## DIRECTION
Please list each line of the items below that contains the word "green", copying every such line in full.

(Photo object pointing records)
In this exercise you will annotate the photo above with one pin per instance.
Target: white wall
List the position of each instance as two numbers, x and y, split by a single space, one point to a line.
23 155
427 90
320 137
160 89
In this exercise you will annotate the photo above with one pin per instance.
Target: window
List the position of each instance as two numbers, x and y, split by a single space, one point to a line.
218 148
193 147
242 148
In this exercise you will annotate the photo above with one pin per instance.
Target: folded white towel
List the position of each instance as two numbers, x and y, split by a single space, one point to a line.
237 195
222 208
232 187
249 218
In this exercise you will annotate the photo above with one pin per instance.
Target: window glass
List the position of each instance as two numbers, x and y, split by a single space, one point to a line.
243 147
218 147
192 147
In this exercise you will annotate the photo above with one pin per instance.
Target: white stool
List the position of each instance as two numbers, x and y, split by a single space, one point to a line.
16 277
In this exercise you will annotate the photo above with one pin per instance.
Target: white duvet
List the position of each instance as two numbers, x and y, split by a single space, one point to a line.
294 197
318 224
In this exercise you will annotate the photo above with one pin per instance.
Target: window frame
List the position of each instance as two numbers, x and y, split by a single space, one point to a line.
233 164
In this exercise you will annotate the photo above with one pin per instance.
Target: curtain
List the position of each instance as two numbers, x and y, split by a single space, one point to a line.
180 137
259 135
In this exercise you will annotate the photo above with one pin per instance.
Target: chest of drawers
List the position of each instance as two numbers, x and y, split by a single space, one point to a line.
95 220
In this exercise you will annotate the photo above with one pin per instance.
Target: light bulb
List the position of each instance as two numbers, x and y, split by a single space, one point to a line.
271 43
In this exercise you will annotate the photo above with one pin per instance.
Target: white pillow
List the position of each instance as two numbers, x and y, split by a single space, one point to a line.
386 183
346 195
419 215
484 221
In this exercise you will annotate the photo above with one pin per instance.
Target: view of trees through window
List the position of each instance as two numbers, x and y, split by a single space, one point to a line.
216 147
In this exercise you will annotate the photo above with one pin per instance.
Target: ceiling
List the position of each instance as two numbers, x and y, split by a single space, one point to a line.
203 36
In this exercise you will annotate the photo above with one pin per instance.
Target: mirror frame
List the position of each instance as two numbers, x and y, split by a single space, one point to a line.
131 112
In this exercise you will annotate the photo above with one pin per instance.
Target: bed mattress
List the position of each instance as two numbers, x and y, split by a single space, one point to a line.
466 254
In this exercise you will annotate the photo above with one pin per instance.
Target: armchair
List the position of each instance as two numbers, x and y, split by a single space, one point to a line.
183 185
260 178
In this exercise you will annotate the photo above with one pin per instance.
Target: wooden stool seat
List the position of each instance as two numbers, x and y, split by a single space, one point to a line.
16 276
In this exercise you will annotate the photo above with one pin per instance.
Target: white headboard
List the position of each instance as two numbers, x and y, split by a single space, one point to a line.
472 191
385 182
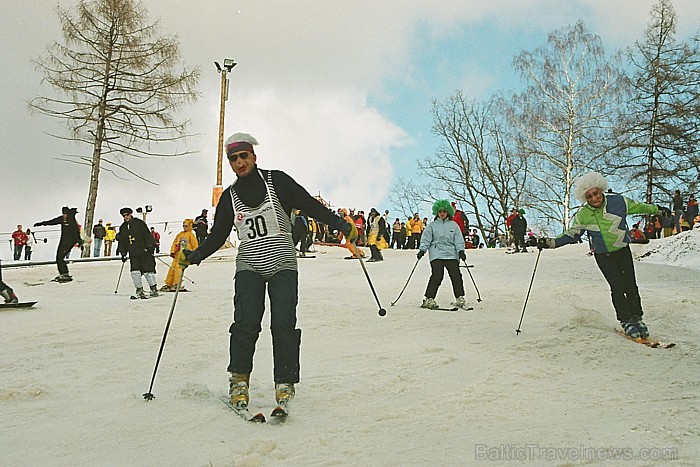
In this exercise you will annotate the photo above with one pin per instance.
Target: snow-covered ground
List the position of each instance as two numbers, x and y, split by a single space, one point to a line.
415 387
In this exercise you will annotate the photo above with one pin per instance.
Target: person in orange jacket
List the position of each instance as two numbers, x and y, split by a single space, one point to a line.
173 277
349 245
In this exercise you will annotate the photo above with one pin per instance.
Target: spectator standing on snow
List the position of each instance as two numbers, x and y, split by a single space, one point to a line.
98 232
691 210
201 226
156 239
259 204
444 243
603 219
519 227
20 239
110 236
395 234
377 235
134 239
28 246
191 243
70 236
677 201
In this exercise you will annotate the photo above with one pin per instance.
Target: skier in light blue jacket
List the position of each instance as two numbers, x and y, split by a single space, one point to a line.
443 241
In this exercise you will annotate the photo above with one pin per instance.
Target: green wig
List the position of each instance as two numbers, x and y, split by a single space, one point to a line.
443 205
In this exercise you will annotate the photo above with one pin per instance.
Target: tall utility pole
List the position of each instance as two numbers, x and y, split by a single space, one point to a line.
228 66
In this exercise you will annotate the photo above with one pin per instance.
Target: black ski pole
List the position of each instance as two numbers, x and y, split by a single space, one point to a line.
170 266
120 277
382 311
478 295
407 281
149 395
539 252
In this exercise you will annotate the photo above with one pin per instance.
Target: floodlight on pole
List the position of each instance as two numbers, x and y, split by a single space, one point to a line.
229 63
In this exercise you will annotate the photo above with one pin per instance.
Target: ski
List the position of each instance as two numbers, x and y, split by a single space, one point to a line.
18 305
243 412
651 343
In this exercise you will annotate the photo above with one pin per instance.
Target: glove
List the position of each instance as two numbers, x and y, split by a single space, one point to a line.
186 257
349 230
544 243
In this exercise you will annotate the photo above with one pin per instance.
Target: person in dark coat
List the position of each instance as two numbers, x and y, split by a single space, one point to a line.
70 236
519 227
135 239
259 205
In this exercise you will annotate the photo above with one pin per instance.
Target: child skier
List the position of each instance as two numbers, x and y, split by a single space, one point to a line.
443 239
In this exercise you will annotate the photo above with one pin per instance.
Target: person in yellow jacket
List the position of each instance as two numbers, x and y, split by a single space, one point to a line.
342 212
175 270
110 236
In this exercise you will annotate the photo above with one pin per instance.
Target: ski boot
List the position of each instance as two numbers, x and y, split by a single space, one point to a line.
631 329
238 384
9 295
139 294
643 330
284 392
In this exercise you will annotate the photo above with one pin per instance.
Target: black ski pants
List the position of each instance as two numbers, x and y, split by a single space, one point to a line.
618 269
249 306
437 267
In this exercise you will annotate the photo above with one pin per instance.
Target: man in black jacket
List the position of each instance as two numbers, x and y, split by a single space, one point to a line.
135 239
259 204
519 227
70 236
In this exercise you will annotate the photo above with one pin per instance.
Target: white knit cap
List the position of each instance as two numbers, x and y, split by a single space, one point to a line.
587 181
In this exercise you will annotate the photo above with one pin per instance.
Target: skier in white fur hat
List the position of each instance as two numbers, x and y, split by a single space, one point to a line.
603 218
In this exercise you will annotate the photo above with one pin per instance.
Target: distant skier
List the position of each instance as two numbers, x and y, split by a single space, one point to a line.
603 219
135 240
70 236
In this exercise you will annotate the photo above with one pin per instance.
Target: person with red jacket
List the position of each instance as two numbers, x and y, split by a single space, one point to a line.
20 238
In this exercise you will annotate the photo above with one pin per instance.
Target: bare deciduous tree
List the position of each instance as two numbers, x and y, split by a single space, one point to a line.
660 124
121 84
566 115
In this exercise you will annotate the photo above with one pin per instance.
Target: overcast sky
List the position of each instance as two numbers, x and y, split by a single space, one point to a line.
337 93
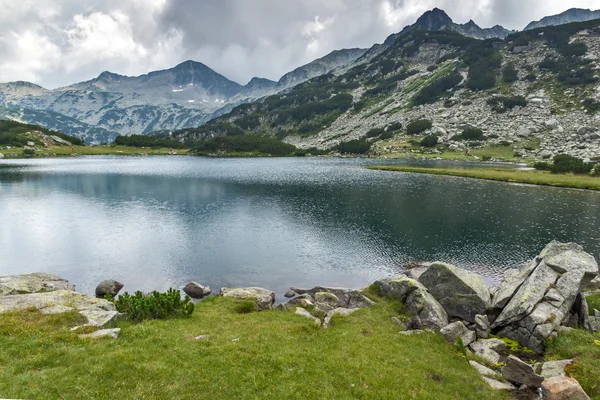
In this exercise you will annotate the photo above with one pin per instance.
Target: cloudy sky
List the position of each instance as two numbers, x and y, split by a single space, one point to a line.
58 42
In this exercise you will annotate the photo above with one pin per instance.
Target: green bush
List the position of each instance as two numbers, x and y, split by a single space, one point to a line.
429 141
472 134
418 126
355 146
156 305
510 74
564 164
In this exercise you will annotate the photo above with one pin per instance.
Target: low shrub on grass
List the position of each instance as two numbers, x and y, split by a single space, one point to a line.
429 141
418 126
156 305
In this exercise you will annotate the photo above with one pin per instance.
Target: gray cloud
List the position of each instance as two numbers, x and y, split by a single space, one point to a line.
58 42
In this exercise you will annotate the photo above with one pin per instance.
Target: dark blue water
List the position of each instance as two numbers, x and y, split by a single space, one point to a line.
153 222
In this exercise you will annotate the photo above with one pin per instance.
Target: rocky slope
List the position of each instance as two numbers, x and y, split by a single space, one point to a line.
569 16
536 94
111 104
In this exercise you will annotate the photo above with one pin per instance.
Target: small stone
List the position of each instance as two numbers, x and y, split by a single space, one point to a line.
517 371
304 313
101 334
563 388
196 290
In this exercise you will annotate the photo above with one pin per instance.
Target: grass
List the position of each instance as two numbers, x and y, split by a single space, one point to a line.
593 302
580 345
263 355
543 178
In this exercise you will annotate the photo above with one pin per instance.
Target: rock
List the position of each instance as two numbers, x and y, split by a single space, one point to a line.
343 312
550 369
196 290
482 326
104 333
304 300
302 312
463 294
483 370
108 287
563 388
326 301
298 290
348 298
417 300
497 385
517 371
488 349
458 330
264 298
542 302
32 283
60 309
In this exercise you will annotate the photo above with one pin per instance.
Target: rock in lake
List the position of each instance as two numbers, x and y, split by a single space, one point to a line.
32 283
542 302
458 330
517 371
417 300
463 294
563 388
196 290
108 287
264 298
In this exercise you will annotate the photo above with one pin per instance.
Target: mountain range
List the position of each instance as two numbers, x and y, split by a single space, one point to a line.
191 94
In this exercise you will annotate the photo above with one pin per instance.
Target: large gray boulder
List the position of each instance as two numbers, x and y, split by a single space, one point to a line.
463 294
264 298
33 283
417 300
542 302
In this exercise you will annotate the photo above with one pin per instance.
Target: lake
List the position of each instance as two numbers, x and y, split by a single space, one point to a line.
159 222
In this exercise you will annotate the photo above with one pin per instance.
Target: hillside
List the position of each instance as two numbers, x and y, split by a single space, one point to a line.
534 94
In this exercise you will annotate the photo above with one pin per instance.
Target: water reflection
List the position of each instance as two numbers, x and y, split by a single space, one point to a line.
155 223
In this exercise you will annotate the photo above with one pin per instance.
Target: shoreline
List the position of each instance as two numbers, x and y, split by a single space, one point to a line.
538 178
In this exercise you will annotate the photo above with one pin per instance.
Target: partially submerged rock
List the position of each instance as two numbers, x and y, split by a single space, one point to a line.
196 290
463 294
417 300
264 298
32 283
110 287
563 388
517 371
542 302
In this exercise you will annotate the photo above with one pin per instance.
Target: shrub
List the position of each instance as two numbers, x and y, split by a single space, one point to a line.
418 126
510 74
472 134
156 305
429 141
355 146
564 164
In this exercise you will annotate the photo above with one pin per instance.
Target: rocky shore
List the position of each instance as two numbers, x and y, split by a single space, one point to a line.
537 303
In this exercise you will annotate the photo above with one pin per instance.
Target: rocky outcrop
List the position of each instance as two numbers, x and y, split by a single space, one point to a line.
196 290
264 298
563 388
463 294
110 287
33 283
417 300
542 301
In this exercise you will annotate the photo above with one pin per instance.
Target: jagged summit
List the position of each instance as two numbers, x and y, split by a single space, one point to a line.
567 17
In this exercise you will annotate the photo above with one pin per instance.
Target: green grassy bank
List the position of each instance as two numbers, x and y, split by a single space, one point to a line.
265 355
544 178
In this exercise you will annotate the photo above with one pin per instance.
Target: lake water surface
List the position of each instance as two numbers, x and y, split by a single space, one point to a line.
159 222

## RESULT OF THE EXERCISE
Target: green wig
Target: green bush
Target: green grassy bank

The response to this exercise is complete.